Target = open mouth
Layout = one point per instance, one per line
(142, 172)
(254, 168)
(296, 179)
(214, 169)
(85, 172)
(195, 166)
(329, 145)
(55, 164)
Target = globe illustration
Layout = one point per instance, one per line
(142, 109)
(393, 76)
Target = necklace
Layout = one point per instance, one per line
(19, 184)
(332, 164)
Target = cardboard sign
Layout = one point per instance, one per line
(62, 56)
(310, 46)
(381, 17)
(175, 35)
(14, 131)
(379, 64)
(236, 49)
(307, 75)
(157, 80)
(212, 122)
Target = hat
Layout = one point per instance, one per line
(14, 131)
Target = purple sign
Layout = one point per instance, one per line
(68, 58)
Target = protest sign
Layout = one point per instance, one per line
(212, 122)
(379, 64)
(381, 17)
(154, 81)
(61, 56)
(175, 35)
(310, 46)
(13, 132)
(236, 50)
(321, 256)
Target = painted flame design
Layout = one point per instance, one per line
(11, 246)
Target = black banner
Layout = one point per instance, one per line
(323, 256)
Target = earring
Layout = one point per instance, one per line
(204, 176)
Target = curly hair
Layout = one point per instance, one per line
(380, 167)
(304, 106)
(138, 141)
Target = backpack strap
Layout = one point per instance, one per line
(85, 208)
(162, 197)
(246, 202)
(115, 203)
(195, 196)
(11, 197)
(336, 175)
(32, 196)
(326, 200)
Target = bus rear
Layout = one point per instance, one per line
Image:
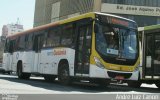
(116, 48)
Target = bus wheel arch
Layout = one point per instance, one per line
(19, 69)
(158, 84)
(135, 84)
(63, 72)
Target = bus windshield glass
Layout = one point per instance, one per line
(116, 43)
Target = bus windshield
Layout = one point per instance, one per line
(116, 43)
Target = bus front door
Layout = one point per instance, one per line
(82, 56)
(37, 48)
(148, 68)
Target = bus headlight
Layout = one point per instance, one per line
(98, 63)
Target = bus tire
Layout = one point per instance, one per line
(158, 84)
(63, 74)
(20, 74)
(134, 84)
(49, 78)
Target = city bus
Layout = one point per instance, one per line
(96, 47)
(150, 54)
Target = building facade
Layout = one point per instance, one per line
(144, 12)
(10, 29)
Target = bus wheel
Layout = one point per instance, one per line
(134, 84)
(63, 74)
(20, 74)
(49, 78)
(158, 84)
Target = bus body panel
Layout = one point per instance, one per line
(7, 61)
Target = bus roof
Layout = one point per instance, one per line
(90, 14)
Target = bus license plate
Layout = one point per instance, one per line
(119, 77)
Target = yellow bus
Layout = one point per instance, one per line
(94, 46)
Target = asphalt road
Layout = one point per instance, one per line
(10, 84)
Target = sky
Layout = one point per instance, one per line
(11, 10)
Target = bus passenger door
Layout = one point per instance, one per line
(148, 55)
(37, 48)
(156, 58)
(82, 55)
(7, 56)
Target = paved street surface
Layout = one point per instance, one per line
(10, 84)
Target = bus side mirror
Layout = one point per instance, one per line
(96, 29)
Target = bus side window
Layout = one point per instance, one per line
(67, 37)
(6, 49)
(21, 45)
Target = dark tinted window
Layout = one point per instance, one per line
(53, 37)
(67, 35)
(21, 44)
(29, 41)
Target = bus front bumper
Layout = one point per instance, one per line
(97, 72)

:::::

Exercise objective: Could you give again exactly the lines from the line containing "Target = bus headlight" through the final line of the data above, and no others?

Expected answer:
Target = bus headlight
Layout = one point per instance, one per line
(98, 63)
Target = bus tire
Layout = one point per instance, one per line
(158, 84)
(63, 74)
(20, 74)
(134, 84)
(49, 78)
Target = city bus
Layout = one point per instance, one per line
(96, 47)
(150, 54)
Target = building facade
Layout = one point per instance, one per line
(144, 12)
(10, 29)
Target = bus wheel
Layout = one point per instance, one per line
(134, 84)
(63, 74)
(20, 74)
(49, 78)
(158, 84)
Target = bus body panel
Layout = one point per instance, one per line
(7, 61)
Target = bus roof
Layout = one point per instance, one per line
(90, 14)
Target = bus license plate
Layout = one point per instance, one per line
(119, 77)
Target = yellow bus
Layout = one point per instance, one per line
(94, 46)
Target = asphalt road
Layout = one point per instance, one per line
(10, 84)
Target = sky
Layout = one point per instance, one per line
(11, 10)
Target = bus passenger door
Layout = one point per instance, one per line
(148, 55)
(37, 48)
(156, 58)
(82, 55)
(7, 56)
Target = paved street surface
Layout = one point per instance, one per line
(10, 84)
Target = bus side mirror
Layout = one point per instance, one per line
(96, 29)
Target = bus side window
Layout = one point per instance, one per line
(67, 37)
(6, 49)
(21, 45)
Target = dark tinted window
Layout = one point per instance, one per line
(53, 37)
(67, 35)
(21, 44)
(29, 41)
Target = bus front bumper
Layout = one point per instance, one per line
(97, 72)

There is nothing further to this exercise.